TASK TO COMPLETE
Give back, word for word, the line that contains "</instance>" and every line that follows it in the data below.

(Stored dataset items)
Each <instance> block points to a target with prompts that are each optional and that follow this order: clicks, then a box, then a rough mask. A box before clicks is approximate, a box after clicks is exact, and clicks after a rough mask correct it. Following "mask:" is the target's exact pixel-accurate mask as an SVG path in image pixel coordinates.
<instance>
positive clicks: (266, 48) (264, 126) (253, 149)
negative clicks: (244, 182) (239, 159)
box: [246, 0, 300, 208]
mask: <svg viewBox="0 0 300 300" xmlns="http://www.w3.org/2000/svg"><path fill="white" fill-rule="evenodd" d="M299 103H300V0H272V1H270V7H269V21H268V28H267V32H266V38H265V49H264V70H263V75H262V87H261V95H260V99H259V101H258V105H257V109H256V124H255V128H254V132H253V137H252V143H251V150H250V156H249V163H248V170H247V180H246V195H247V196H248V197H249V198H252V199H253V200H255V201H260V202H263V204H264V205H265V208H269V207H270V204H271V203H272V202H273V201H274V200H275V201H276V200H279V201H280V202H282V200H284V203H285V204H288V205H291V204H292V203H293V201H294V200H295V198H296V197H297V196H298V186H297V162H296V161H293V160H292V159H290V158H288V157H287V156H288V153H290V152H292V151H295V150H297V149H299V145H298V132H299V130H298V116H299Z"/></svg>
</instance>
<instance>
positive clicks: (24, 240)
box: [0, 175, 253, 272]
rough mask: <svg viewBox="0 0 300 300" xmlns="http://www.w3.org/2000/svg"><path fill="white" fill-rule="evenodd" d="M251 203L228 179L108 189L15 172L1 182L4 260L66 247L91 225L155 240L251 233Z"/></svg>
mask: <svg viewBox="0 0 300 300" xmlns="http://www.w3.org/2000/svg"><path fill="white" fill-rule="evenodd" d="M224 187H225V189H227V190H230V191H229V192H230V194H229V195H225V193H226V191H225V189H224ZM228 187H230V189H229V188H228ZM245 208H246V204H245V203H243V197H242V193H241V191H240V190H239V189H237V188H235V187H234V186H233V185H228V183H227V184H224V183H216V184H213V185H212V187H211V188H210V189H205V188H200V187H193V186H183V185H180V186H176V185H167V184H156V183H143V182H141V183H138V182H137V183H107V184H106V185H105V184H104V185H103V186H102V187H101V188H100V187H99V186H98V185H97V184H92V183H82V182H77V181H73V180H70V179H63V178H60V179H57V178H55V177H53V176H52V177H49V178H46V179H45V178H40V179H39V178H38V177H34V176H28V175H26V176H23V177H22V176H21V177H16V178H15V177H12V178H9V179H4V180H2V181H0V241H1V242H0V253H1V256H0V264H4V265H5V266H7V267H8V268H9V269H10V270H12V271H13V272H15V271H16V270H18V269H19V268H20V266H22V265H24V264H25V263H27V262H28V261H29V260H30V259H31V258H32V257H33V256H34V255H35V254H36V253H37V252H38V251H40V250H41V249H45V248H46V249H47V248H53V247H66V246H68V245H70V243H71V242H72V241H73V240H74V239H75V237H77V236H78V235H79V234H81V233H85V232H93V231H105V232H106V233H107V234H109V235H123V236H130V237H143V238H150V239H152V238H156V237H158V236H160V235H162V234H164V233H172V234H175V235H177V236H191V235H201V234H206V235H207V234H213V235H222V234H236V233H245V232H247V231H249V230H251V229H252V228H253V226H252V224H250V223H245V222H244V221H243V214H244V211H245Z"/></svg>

ANSWER BOX
</instance>
<instance>
positive clicks: (24, 240)
box: [0, 175, 253, 272]
rough mask: <svg viewBox="0 0 300 300" xmlns="http://www.w3.org/2000/svg"><path fill="white" fill-rule="evenodd" d="M251 203L228 179L108 189L15 172L1 182L4 260L66 247L91 225L155 240L251 233Z"/></svg>
mask: <svg viewBox="0 0 300 300" xmlns="http://www.w3.org/2000/svg"><path fill="white" fill-rule="evenodd" d="M224 187H225V189H227V190H230V191H229V192H230V194H229V195H225V193H226V191H225V189H224ZM228 187H230V189H229V188H228ZM245 208H246V204H245V203H243V197H242V193H241V191H240V190H239V189H237V188H235V187H234V186H233V185H228V183H227V184H224V183H216V184H213V185H212V187H211V188H210V189H205V188H200V187H193V186H183V185H180V186H176V185H167V184H156V183H143V182H141V183H138V182H137V183H107V184H106V185H105V184H104V185H103V186H102V187H101V188H100V187H99V186H98V185H97V184H92V183H82V182H77V181H73V180H70V179H63V178H60V179H57V178H55V177H53V176H52V177H49V178H46V179H45V178H40V179H39V178H38V177H34V176H28V175H26V176H23V177H22V176H21V177H16V178H15V177H12V178H9V179H4V180H2V181H0V241H1V242H0V253H1V256H0V264H4V265H5V266H7V267H8V268H9V269H10V270H12V271H13V272H15V271H16V270H18V269H19V268H20V266H22V265H24V264H25V263H27V262H28V261H29V260H30V259H31V258H32V257H33V256H34V255H35V254H36V253H37V252H38V251H40V250H41V249H45V248H46V249H47V248H53V247H66V246H68V245H70V243H71V242H72V241H73V240H74V239H75V237H77V236H78V235H79V234H81V233H85V232H93V231H105V232H106V233H107V234H109V235H123V236H130V237H143V238H150V239H152V238H156V237H158V236H160V235H162V234H164V233H172V234H175V235H177V236H191V235H201V234H206V235H207V234H213V235H222V234H236V233H245V232H247V231H249V230H251V229H252V228H253V226H252V224H250V223H245V222H244V221H243V214H244V211H245Z"/></svg>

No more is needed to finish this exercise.